EXERCISE DESCRIPTION |
Count the lines of the material below that contain the string "positive". Report only that number.

::: TASK INPUTS

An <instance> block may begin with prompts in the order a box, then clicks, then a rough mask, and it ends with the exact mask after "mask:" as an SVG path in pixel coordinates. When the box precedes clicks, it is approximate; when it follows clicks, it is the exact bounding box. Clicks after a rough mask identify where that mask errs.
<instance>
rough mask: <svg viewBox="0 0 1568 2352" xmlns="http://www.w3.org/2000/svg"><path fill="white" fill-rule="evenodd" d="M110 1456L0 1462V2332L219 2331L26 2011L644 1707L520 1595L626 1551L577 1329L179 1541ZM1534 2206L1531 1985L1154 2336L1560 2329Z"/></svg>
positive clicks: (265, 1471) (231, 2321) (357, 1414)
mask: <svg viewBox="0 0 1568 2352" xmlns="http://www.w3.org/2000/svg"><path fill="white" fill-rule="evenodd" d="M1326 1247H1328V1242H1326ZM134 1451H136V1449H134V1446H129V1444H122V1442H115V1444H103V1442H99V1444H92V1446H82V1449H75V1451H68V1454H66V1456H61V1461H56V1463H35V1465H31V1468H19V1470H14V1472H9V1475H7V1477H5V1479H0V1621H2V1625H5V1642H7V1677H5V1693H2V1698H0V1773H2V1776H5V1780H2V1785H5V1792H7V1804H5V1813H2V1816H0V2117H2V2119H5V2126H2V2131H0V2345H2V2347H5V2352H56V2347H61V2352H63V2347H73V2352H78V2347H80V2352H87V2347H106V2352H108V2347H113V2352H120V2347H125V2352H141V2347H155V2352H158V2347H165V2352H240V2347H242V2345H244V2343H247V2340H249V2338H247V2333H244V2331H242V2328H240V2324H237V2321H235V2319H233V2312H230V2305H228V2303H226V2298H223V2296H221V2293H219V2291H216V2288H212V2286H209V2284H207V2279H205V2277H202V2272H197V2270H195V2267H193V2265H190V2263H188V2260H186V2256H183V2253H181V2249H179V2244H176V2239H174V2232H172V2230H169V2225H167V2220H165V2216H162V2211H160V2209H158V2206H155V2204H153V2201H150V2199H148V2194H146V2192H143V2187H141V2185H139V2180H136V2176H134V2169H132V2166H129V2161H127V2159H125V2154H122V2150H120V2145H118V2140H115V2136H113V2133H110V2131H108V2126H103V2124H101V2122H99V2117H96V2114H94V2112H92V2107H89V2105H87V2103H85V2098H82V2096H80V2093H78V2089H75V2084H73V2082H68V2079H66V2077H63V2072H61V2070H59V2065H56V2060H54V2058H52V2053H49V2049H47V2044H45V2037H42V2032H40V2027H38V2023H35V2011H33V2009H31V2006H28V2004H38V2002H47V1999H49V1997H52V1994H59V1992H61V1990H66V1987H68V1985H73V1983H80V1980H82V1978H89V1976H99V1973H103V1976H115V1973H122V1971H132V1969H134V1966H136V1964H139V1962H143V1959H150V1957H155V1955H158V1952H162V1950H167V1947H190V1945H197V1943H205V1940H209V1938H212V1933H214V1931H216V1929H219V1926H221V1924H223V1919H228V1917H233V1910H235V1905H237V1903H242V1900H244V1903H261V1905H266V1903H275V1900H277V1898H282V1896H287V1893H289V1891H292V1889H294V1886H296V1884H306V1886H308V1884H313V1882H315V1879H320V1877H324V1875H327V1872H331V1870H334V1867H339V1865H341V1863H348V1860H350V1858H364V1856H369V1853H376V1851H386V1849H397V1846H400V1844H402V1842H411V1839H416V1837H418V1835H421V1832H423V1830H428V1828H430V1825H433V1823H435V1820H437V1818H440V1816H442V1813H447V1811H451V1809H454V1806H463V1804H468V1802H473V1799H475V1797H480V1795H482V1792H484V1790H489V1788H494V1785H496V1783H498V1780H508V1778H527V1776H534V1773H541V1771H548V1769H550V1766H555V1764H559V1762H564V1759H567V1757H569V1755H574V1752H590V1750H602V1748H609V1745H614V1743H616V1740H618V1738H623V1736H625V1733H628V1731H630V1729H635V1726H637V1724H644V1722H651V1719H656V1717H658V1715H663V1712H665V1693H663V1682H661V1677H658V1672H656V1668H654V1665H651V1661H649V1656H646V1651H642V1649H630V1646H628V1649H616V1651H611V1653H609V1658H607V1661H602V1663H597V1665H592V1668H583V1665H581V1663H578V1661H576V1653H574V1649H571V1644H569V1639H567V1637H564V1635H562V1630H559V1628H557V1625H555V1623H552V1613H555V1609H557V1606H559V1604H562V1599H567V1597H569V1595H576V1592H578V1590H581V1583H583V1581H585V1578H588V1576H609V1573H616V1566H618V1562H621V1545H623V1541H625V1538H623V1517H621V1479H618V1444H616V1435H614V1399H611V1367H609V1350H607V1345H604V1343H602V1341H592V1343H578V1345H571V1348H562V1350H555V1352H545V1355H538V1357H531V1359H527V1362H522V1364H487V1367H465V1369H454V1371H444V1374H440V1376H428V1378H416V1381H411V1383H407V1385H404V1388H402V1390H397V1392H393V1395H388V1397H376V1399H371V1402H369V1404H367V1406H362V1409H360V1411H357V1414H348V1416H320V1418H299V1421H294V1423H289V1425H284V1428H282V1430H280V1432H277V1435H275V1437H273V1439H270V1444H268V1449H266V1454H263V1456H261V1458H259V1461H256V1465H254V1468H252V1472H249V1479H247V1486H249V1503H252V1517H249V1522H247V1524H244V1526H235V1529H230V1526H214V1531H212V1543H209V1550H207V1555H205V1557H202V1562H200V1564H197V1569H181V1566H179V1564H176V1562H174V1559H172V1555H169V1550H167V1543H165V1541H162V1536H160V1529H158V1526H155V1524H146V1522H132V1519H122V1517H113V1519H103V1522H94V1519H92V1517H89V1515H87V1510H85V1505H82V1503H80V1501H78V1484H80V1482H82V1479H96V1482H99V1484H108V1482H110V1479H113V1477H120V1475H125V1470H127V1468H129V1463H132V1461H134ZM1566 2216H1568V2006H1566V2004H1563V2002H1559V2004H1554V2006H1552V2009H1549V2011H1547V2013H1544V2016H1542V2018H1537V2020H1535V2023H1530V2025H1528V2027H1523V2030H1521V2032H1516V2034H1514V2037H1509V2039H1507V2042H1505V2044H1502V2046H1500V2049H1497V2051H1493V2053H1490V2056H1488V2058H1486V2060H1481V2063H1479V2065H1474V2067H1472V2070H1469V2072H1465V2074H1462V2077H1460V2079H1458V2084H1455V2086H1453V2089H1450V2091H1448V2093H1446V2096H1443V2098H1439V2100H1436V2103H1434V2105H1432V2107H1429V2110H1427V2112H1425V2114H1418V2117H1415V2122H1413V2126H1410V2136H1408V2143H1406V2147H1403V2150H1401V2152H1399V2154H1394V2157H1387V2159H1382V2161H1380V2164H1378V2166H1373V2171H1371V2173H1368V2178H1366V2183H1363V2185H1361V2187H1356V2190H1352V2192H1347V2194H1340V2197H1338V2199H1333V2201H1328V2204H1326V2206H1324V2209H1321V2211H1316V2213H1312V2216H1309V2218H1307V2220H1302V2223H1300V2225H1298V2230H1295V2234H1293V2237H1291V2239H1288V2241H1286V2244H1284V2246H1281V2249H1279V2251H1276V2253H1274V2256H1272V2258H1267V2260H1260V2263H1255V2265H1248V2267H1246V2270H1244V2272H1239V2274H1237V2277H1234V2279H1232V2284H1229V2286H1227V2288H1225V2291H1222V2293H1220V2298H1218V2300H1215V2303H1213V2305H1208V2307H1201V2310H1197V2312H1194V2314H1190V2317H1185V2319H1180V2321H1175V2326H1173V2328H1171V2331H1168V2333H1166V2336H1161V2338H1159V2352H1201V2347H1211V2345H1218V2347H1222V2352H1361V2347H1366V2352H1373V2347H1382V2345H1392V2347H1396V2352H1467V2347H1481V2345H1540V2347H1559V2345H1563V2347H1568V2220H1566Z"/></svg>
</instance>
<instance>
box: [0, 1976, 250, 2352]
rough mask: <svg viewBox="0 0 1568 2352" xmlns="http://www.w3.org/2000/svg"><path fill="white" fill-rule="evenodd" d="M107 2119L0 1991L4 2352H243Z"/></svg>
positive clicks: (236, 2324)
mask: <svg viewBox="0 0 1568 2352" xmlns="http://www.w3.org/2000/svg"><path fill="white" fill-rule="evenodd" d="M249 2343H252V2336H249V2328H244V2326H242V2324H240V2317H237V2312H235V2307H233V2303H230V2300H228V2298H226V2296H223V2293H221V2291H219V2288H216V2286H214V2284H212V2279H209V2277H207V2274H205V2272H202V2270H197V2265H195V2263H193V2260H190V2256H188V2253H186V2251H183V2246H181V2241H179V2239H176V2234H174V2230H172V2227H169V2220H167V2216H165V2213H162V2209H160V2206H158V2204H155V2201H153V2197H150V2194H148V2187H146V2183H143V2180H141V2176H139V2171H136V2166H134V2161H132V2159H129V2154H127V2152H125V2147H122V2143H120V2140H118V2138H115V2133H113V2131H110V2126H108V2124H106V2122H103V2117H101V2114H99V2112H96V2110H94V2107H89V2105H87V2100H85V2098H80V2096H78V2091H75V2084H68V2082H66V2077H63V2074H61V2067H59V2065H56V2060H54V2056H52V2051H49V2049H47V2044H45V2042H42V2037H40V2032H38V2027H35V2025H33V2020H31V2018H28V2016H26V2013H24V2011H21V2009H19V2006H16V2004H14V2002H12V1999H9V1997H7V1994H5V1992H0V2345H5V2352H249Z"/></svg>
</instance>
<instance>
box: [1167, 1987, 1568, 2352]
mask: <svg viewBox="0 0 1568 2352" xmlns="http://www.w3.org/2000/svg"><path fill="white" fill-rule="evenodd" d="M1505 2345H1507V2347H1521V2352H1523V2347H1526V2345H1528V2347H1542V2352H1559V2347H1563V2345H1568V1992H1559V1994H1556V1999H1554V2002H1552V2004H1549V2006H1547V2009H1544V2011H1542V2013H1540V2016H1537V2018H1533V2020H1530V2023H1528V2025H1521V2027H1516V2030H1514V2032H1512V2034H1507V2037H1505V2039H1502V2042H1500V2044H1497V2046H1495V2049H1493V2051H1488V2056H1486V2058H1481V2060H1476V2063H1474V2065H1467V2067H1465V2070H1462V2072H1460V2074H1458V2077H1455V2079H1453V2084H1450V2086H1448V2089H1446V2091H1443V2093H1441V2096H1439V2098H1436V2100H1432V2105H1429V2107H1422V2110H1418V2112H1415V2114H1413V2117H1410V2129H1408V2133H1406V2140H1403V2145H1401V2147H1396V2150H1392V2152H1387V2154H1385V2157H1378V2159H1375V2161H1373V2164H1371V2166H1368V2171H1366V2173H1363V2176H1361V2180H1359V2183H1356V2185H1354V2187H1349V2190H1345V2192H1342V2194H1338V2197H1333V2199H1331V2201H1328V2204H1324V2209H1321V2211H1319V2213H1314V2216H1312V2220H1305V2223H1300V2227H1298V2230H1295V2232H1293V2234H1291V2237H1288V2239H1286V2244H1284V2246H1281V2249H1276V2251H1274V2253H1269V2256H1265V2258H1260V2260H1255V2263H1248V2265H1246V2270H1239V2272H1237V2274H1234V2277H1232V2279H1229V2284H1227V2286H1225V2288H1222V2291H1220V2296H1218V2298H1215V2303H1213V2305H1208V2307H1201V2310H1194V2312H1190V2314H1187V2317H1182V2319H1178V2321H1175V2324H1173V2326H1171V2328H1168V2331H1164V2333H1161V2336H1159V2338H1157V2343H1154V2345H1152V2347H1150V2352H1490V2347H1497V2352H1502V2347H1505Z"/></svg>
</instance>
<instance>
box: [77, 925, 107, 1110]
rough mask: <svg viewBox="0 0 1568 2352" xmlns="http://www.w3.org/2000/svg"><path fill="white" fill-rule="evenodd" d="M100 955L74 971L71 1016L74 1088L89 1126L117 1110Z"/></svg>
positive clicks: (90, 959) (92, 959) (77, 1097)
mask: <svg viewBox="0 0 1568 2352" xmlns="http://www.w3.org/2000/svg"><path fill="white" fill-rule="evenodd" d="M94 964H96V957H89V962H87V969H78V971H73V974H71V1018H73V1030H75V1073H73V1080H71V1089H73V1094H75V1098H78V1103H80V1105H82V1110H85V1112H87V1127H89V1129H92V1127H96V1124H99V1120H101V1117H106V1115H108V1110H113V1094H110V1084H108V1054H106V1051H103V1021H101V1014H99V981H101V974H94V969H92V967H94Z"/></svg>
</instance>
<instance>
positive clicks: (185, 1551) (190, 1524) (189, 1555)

::::::

RESPONSE |
4